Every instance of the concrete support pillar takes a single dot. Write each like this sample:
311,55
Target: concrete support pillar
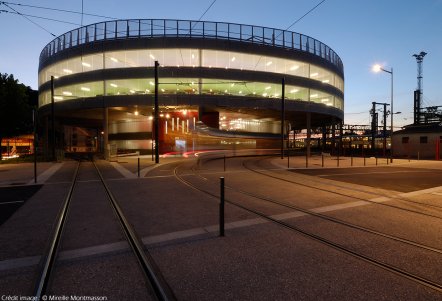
333,144
106,148
309,133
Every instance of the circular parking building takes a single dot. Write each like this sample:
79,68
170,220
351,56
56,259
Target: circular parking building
216,83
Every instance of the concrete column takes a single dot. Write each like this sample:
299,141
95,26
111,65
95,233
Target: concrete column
333,144
309,133
106,133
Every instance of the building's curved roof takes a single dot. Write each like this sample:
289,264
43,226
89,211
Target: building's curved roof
154,28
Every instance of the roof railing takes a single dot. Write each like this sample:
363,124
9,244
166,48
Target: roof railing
151,28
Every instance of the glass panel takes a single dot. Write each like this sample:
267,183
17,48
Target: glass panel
304,43
158,27
279,35
171,27
100,31
146,28
296,40
90,33
184,27
223,30
197,28
210,29
269,36
133,28
122,29
311,42
235,31
296,93
258,33
110,30
288,39
247,33
74,37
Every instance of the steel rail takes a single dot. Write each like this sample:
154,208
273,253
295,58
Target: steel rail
158,284
398,271
51,254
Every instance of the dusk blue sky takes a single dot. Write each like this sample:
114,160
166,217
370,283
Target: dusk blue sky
363,33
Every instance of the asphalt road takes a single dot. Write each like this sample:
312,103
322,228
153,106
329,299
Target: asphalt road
12,198
401,179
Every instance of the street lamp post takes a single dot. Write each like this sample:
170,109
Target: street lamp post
377,68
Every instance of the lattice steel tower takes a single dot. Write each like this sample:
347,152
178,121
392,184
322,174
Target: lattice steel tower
418,94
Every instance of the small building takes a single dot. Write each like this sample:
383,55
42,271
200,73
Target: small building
418,141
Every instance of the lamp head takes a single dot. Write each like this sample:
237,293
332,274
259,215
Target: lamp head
377,68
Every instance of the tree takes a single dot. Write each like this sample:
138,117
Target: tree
15,111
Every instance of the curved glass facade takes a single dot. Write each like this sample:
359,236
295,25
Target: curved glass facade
184,57
231,71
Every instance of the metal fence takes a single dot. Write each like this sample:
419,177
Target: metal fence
150,28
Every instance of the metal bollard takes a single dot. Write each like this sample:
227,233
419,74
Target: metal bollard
288,159
221,207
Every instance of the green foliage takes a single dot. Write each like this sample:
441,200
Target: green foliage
15,108
15,111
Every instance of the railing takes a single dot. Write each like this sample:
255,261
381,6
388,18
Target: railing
141,28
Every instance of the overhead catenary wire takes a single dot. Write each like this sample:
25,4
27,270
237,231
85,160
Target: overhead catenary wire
303,16
39,17
59,10
199,19
35,23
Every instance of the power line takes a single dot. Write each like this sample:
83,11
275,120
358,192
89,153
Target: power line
35,23
59,10
305,14
39,17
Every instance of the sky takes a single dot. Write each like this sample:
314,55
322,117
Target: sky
362,33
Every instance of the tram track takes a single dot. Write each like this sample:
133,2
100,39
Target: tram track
156,285
325,241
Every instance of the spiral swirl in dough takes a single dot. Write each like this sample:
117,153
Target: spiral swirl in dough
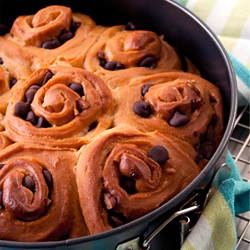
123,153
190,95
39,199
13,72
69,30
45,24
71,119
129,48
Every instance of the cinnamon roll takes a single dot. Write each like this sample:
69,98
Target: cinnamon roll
120,54
52,35
38,194
59,106
125,174
180,104
13,73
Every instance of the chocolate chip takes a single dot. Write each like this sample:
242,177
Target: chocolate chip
206,149
182,58
29,94
35,86
128,184
48,178
29,183
65,35
178,119
142,109
214,120
210,133
92,126
32,118
196,103
102,59
42,123
13,81
1,165
158,153
77,87
74,26
149,62
109,201
129,26
3,29
47,77
146,88
1,199
191,86
51,44
113,65
116,219
21,109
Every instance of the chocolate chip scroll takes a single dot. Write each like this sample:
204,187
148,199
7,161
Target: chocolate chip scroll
122,53
13,73
38,195
125,174
59,106
51,35
180,104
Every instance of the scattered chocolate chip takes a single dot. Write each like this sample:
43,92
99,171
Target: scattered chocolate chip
142,109
51,44
13,81
42,123
1,199
77,87
29,183
109,201
116,219
29,94
191,86
146,88
182,58
32,118
158,153
178,119
210,133
214,120
3,29
206,149
128,184
202,137
129,26
102,59
35,86
47,77
196,103
113,65
48,178
92,126
149,62
21,109
74,26
65,35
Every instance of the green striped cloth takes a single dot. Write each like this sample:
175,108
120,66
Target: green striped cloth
216,228
230,21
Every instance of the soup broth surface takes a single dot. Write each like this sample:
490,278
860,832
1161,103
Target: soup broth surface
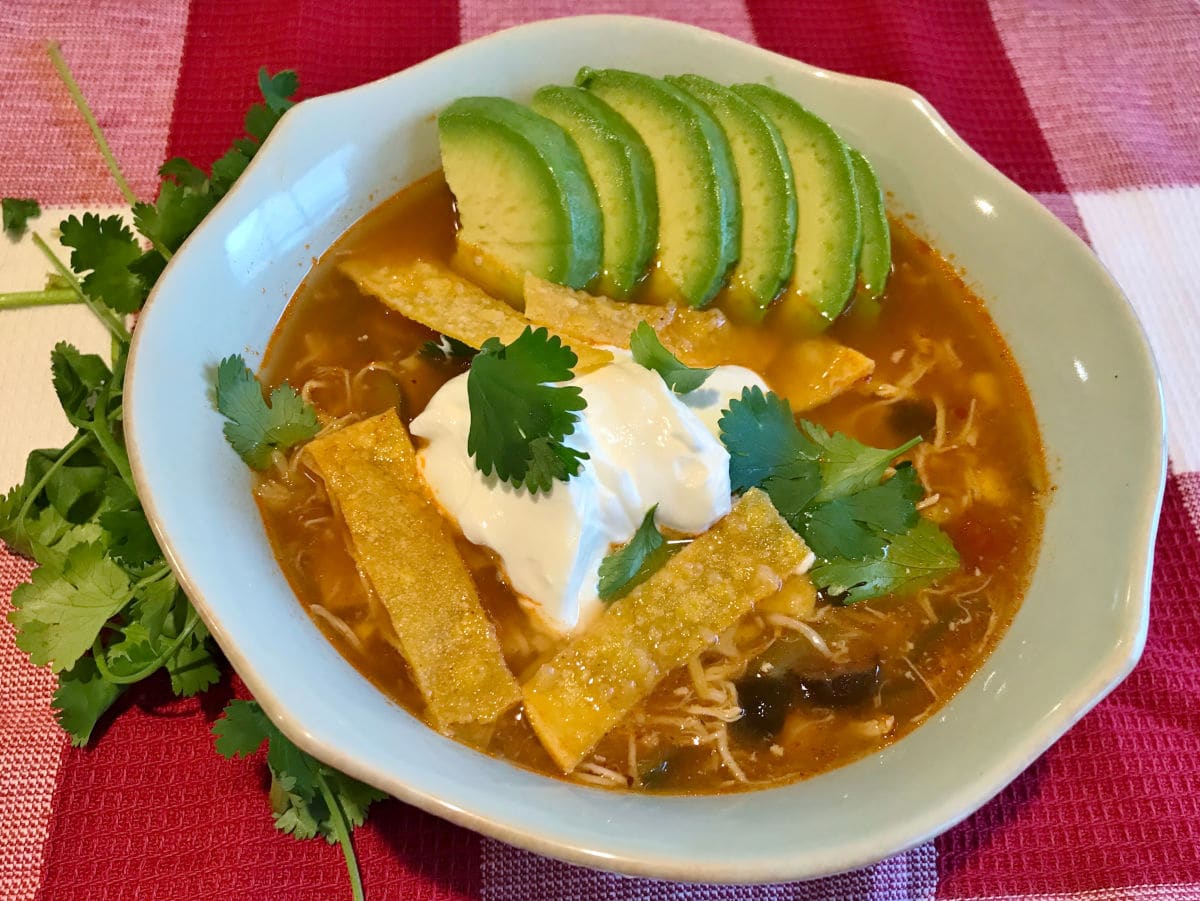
876,670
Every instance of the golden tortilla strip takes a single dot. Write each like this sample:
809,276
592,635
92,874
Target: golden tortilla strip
815,371
589,686
449,304
401,544
796,599
586,317
695,336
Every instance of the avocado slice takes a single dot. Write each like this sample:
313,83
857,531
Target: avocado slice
========
Directions for this task - Could every record be given again exactly, with its pictures left out?

Task response -
Every instance of the concrete support pillar takes a single dot. Write each like this sample:
311,55
Target: concrete support pillar
333,144
106,148
309,133
Every instance of the circular parking building takes a single dot. Write each like this sample:
79,68
170,220
351,56
56,259
Target: circular parking building
216,83
Every instance of the concrete column takes a single dot. Write each like this sample:
299,141
95,26
111,65
95,233
Target: concrete column
333,144
309,133
106,133
Every instance of the building's curved roof takes a single dot. Write each like this sample:
289,264
43,226
89,211
Target: building's curved roof
154,28
Every instance of the roof railing takes a single dot. Write each like this sample:
363,124
9,244
166,48
Target: roof railing
151,28
Every instance of the glass panel takes a single dot. Write each like this sample:
267,183
17,48
Target: glass panel
304,43
158,27
279,35
171,27
100,31
146,28
296,40
90,33
184,27
223,30
197,28
210,29
269,36
133,28
122,29
311,42
235,31
296,93
258,33
110,30
288,39
247,33
74,37
Every instance of the steel rail takes a single dot. Write each like this sample:
154,208
273,253
295,58
Target: steel rail
158,284
398,271
51,254
Every instance of the dusk blue sky takes a single dot. Write each like this sample:
114,160
166,217
370,283
Target: dusk blue sky
363,33
Every instance of the asphalt road takes a single dot. Write each like this sample:
312,103
322,228
153,106
329,299
Target: asphalt road
12,198
401,179
Every instance of the street lamp post takes a single dot. Write each like this sample:
170,109
Target: street lamp post
377,68
Every instance of the lattice steel tower takes a single dot. Write each like this sample:
347,152
178,121
392,184
322,174
Target: lattice steel tower
418,94
Every instance of the small building takes a single dot. Write each like this sample:
383,55
42,271
200,73
Target: small building
418,141
Every instance of the lamp head takes a single dot. Write each like this sample:
237,293
332,274
259,215
Target: lamp head
377,68
Every instance of the tree takes a single dot. Write each like this sample:
138,117
Target: tree
15,111
Every instance of the curved glass facade takes a single dot. Write each like this sample:
359,236
295,25
Target: curved glass facade
184,57
231,71
Every instance of the metal fence takes a single dot. Write each like this sample:
419,177
Target: metal fence
150,28
Every instance of the metal bollard takes a single dot. Write each like this sample:
227,233
419,74
Target: metal bollard
288,159
221,207
Every instance of the green foliage takes a single dot. Write each like this sample:
441,200
Target: green foliage
15,108
15,111
Every instance of the railing takes a single dot. Write each like this sample:
255,261
381,6
388,18
Target: railing
141,28
Every instance of the overhead catenary wire takes a single dot. Write each like this sample:
25,4
27,270
237,231
85,160
Target: overhead catenary wire
303,16
39,17
59,10
199,19
35,23
Every instance of the power line takes a single dot. Write each like this sample:
83,11
275,120
358,192
89,153
Target: power line
35,23
59,10
305,14
39,17
Every instance of the sky takes a single dot. Write each like this sample:
314,55
322,117
Target: sky
362,33
Every instance of the tram track takes a single dot. Write each like this sample:
133,2
100,39
Target: tram track
156,285
325,241
Every instance of the spiral swirl in dough takes a single dot. Write each like this sample:
117,153
Target: spiral swirl in dough
123,153
190,95
39,199
13,72
69,30
45,24
71,119
129,48
Every instance of the cinnamon roll takes a single dot. Write each like this sample:
69,98
Target: cinnamon roll
120,54
52,35
38,194
59,106
125,174
180,104
13,73
Every instance of the chocolate chip takes a single dot. Write each like this sample:
242,177
Target: chocolate chip
206,149
182,58
29,94
35,86
128,184
48,178
29,183
65,35
178,119
142,109
214,120
210,133
92,126
32,118
196,103
102,59
42,123
13,81
1,165
158,153
77,87
74,26
149,62
109,201
129,26
3,29
47,77
146,88
1,199
191,86
51,44
113,65
116,219
21,109
Every instance of the chocolate chip scroll takes a single dot. Write each like this sample:
204,187
148,199
7,161
Target: chocolate chip scroll
122,53
13,73
38,195
125,174
59,106
51,35
180,104
Every instance of the scattered chocolate chip takes a single dot. Write each like this sample:
43,92
99,171
Target: scattered chocolate chip
142,109
51,44
13,81
42,123
1,199
77,87
29,183
109,201
116,219
29,94
191,86
146,88
182,58
32,118
158,153
178,119
210,133
214,120
3,29
206,149
128,184
202,137
129,26
102,59
35,86
47,77
196,103
113,65
48,178
92,126
149,62
21,109
74,26
65,35
Every instance of the green striped cloth takes a single dot. Write each like this sample:
175,108
120,66
Target: green striped cloth
216,228
230,21
Every instance of the soup broth surface takes a single dot. Write each like this sample:
490,278
860,832
1161,103
Target: soup broth surface
876,670
Every instance of the golden tortilla strip takes a single dot. Write each like this sample:
809,276
592,635
92,874
Target: golden tortilla strip
815,371
589,686
449,304
401,544
796,599
586,317
695,336
Every instance of the avocado slice takes a single dot. Write each like this sample:
313,83
857,531
Target: avocado slice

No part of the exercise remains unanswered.